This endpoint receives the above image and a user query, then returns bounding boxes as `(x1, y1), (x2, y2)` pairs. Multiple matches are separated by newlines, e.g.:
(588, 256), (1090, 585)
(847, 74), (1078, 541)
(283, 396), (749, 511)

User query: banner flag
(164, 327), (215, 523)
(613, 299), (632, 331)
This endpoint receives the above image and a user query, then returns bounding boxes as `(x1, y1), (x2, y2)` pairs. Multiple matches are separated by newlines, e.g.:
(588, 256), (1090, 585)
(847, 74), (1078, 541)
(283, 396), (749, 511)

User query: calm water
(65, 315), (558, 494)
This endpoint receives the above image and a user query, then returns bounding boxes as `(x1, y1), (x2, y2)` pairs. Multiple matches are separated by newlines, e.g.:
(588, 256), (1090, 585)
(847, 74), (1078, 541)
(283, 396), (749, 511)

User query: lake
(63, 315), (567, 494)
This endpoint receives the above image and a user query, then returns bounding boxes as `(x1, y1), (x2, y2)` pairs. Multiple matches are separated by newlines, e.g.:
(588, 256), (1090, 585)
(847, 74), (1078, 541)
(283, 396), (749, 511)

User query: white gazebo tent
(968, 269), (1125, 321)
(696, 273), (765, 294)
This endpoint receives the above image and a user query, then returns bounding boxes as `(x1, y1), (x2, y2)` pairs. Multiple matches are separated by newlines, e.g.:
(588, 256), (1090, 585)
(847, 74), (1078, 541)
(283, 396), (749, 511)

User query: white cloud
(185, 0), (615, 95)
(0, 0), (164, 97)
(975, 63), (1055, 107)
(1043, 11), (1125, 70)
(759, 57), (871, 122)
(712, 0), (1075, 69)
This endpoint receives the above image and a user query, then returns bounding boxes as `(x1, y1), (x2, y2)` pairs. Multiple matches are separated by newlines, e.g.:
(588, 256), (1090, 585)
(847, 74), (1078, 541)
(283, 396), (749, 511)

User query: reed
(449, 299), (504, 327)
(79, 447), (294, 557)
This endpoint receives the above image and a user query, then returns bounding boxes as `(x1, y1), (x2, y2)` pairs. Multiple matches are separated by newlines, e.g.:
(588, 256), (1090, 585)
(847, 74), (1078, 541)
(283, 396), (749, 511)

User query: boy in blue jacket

■ **EXERCISE INSTRUCTIONS**: Recast each line of the listing above as a Markdown table with the columns Row and Line, numbering the rows and omitting blank lines.

■ **EXERCISE SOLUTION**:
| Row | Line |
|---|---|
| 1 | This endpoint receives the above image and a user query, then returns bounding boxes as `(x1, y1), (x2, y2)` pairs. Multiple matches are separated by newlines, e.g.: |
| 2 | (588, 256), (1090, 585) |
| 3 | (847, 74), (1078, 541) |
| 4 | (283, 396), (749, 511) |
| 5 | User query: banner flag |
| 6 | (164, 327), (215, 523) |
| 7 | (613, 299), (632, 331) |
| 8 | This endpoint receives the above image and a user query, then returns bounding boxes as `(x1, y1), (x2, y2)` pairs. Multiple matches are separated by newlines, e.g.: |
| 9 | (588, 256), (1090, 585) |
| 10 | (847, 74), (1078, 541) |
| 11 | (283, 396), (749, 511) |
| 12 | User query: calm water |
| 13 | (65, 315), (558, 494) |
| 14 | This endpoint receives the above image and a user query, then returns bounding boxes as `(x1, y1), (x2, y2)` pairs. Multiple matches are separated by newlines, e.g.: |
| 15 | (588, 256), (1090, 585) |
| 16 | (847, 74), (1078, 541) |
| 17 | (283, 396), (749, 511) |
| 18 | User query: lake |
| 19 | (63, 315), (567, 494) |
| 20 | This endpoint receives the above image and a user query, then returns bounding boxes as `(x1, y1), (x2, y2)` pairs. Multiple matches are separated by newlines, e.g.: |
| 21 | (588, 256), (1090, 585) |
| 22 | (847, 74), (1078, 541) |
| 23 | (283, 396), (749, 511) |
| 24 | User query: white gazebo tent |
| 25 | (968, 269), (1125, 321) |
| 26 | (696, 273), (765, 294) |
| 27 | This endpoint receives the above image and a user query, then returns bounding boxes as `(x1, y1), (x2, y2)` pairs. Multiple matches are separated by newlines, e.g.: |
| 28 | (588, 256), (1090, 585) |
| 29 | (847, 74), (1078, 541) |
| 30 | (283, 396), (749, 511) |
| 31 | User query: white cloud |
| 32 | (185, 0), (615, 95) |
| 33 | (0, 0), (164, 97) |
| 34 | (975, 63), (1055, 107) |
| 35 | (1043, 11), (1125, 70) |
| 36 | (759, 57), (871, 122) |
| 37 | (712, 0), (1075, 69) |
| 38 | This endpoint receives the above image and a user query, then returns bounding boxes as `(x1, y1), (x2, y2)` pairs. Multiple matches are separated by newlines, e.g.: |
| 39 | (588, 256), (1090, 585) |
| 40 | (847, 74), (1078, 541) |
| 41 | (283, 396), (749, 511) |
| 42 | User query: reed |
| 43 | (449, 299), (504, 327) |
| 44 | (79, 447), (294, 557) |
| 45 | This endpoint receives the above image and a user query, then returns bounding boxes as `(x1, y1), (x2, y2)` pairs. Multiple matches are separated by newlines, e.g.: |
| 46 | (588, 256), (1090, 585) |
| 47 | (847, 74), (1078, 541) |
| 48 | (283, 396), (749, 511) |
| 49 | User query: boy in blue jacket |